### PROBLEM REQUIREMENTS
Go through the records and count the lines where the string "Objective" occurs. Reply with the number only.

== Segment start ==

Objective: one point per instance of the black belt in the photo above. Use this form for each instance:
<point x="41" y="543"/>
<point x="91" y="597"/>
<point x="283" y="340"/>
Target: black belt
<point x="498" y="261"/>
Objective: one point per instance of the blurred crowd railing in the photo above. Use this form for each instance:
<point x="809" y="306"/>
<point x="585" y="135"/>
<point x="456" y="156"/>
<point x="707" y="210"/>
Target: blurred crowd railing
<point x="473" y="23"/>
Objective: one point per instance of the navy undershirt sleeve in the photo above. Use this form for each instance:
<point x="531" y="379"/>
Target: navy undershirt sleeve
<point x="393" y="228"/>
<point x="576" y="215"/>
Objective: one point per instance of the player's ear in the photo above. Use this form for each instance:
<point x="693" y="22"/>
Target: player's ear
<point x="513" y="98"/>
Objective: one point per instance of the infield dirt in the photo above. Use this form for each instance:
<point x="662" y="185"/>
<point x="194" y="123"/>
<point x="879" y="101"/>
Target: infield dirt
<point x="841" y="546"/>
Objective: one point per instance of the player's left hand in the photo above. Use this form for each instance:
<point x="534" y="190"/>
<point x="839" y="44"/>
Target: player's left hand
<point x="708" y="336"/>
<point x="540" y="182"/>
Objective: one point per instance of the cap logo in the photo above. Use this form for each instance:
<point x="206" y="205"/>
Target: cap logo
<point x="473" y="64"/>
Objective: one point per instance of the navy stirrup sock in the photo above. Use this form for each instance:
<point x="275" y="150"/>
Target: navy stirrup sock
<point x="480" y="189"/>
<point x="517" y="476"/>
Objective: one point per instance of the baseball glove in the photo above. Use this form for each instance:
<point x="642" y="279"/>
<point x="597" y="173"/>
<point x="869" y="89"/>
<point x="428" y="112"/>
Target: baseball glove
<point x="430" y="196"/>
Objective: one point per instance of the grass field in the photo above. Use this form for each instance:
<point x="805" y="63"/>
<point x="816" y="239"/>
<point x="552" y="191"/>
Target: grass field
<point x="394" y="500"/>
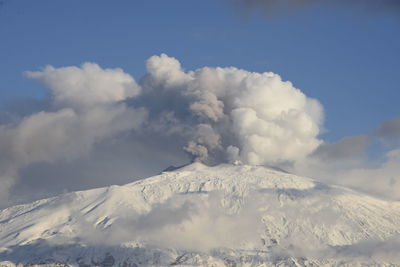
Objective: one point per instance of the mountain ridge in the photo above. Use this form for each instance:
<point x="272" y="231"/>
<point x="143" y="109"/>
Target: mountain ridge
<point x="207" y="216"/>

== Segment end ==

### EXPECTED ANSWER
11